*LA CONSIGNA*: Repite sin cambios la parte del fragmento que empieza en las palabras "Poco antes de" y termina después de "tres meses atrás.".

*FRAGMENTO DE ORIGEN*:
§
Esta semana murió Lilia Ferreyra, periodista, militante política y quien fuera la compañera de los últimos diez años de la vida de Rodolfo Walsh. El 23 de diciembre de 2001 se publicó en Radar esta crónica en la que relataba paso a paso los pormenores que rodearon la escritura de la Carta de un Escritor a la Junta Militar. El texto recrea además esos últimos meses, el traslado de Buenos Aires a la clandestinidad de San Vicente y el momento final de entrega de la Carta. Aquí se reproduce este texto excepcional en su homenaje.
Poco antes de la medianoche, terminó de pasar en limpio la última copia de la Carta y se masajeó los dedos. Desde hacía algún tiempo le habían empezado a doler las articulaciones. “Artrosis”, dijo. “Pero todavía le pego a las teclas.” Nos reímos y empezamos a ensobrar las diez copias dactilografiadas con carbónico de ese texto que había comenzado a escribir tres meses atrás.
Pocas semanas antes de cumplir cincuenta años –había nacido el 9 de enero del ’27– quiso definir dos apuestas para el 24 de marzo del ’77, aniversario del primer año de gobierno de la Junta Militar: terminar el cuento “Juan se iba por el río” y difundir un documento que denunciara los crímenes de la dictadura.
UN LARGO VERANO
Había tiempo para ganar esa apuesta. Durante años, Rodolfo trató de programar las horas de escritura en un plan de trabajo que pocas veces pudo cumplir. Era una de sus obsesiones. “En la hipótesis de seguir escribiendo, lo que más necesito es una cuota generosa de tiempo. Soy lento, he tardado quince años en pasar del mero nacionalismo a la izquierda; lustros en aprender a armar un cuento, a sentir la respiración de un texto; sé que me falta mucho para poder decir instantáneamente lo que quiero, en su forma óptima; pienso que la literatura es, entre otras cosas, un avance laborioso a través de la propia estupidez”, remataba su breve autobiografía en 1965. En el ’67, la escritura del cuento “Un oscuro día de justicia” y el proyecto de una novela –cada una en carpetas distintas– se entrecruzaban con las extensas notas para la revista Panorama (“con el mismo cuidado y la misma preocupación con que se podía trabajar un cuento o el capítulo de una novela; es decir, dedicarle a una sola nota el trabajo de un mes”). Entre el ’68 y el ’70, el periódico CGT y la investigación de Quién mató a Rosendo arrasó con los cronogramas minuciosamente anotados que, sin embargo, intentó infructuosamente recuperar en 1971 para preparar una nueva edición (o tercera versión) de Operación Masacre y la publicación en forma de libro del Caso Satanowsky. Pero su participación en los grupos del Peronismo de Base y los vertiginosos tiempos políticos aceleraron su compromiso militante y en 1973 se integró a la organización Montoneros. El proceso histórico acortaba los días y cada vez fue más difícil proteger las horas destinadas a la reflexión de su escritura. Pero seguía escribiendo desde la identidad colectiva de ser parte de una organización: informes políticos, despachos de ANCLA, los documentos críticos, Cadena Informativa. Las carpetas con sus otros textos personales nos seguían acompañando en cada mudanza clandestina. Aunque Rodolfo siempre encontraba algún resquicio para volver sobre ellos, generalmente quedaban guardados en algún bolso o en algún cajón.
§
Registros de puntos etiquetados
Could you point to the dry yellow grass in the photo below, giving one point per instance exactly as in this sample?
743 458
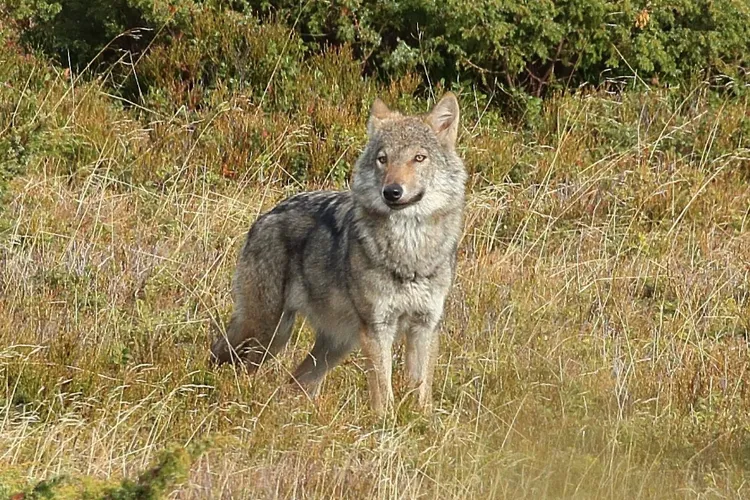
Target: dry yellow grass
595 344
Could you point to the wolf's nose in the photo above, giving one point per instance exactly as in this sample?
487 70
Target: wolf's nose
393 192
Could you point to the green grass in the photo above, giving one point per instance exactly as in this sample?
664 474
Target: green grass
595 344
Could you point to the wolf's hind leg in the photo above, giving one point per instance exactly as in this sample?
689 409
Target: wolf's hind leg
325 354
252 342
260 325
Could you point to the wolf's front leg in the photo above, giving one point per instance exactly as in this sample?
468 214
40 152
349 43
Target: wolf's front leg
421 352
377 344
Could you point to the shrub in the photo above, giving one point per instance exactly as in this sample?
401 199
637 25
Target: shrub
533 45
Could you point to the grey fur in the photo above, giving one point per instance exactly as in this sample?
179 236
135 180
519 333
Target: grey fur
362 272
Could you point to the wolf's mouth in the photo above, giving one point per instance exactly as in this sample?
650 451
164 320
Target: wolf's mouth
400 205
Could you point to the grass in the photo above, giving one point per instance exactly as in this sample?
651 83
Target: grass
595 343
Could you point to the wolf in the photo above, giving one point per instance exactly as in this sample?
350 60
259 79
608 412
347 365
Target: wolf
366 267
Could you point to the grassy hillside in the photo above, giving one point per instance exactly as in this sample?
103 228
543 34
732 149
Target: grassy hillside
595 345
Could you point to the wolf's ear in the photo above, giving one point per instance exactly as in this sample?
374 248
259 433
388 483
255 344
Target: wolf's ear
379 112
444 120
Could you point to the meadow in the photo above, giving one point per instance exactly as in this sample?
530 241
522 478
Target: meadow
595 343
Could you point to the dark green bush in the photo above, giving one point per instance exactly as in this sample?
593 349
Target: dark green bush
522 48
75 31
533 45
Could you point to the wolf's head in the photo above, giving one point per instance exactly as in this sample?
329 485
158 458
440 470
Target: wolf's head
410 162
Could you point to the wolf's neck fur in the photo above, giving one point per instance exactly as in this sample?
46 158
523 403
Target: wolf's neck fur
407 245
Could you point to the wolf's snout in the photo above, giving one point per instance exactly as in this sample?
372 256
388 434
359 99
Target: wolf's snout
393 192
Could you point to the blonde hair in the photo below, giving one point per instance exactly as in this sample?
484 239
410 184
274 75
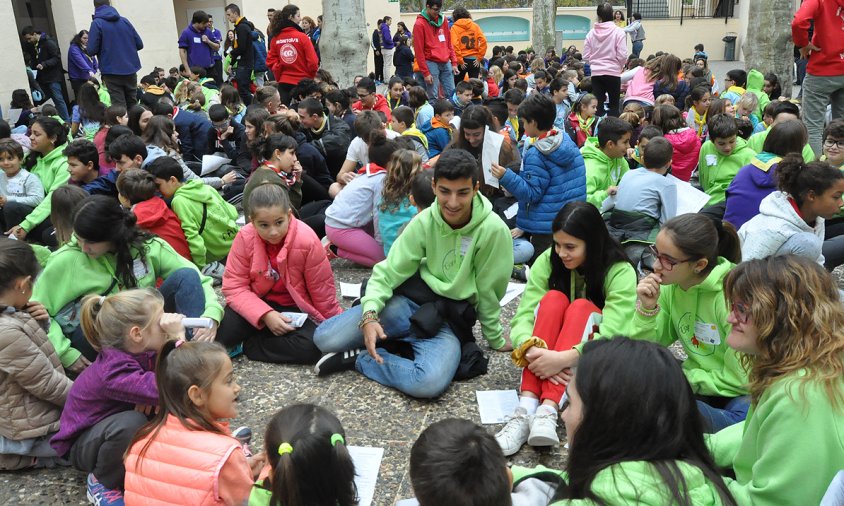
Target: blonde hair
794 305
106 321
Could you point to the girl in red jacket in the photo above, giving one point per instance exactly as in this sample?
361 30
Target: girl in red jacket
290 55
186 454
278 284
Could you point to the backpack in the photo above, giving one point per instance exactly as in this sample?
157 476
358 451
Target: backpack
260 46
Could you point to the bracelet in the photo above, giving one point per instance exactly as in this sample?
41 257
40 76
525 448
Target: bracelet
368 317
646 312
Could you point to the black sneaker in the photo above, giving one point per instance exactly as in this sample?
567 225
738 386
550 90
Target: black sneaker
336 362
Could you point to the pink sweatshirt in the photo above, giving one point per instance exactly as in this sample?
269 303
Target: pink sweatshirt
§
*EL RESULTADO*:
Poco antes de la medianoche, terminó de pasar en limpio la última copia de la Carta y se masajeó los dedos. Desde hacía algún tiempo le habían empezado a doler las articulaciones. “Artrosis”, dijo. “Pero todavía le pego a las teclas.” Nos reímos y empezamos a ensobrar las diez copias dactilografiadas con carbónico de ese texto que había comenzado a escribir tres meses atrás.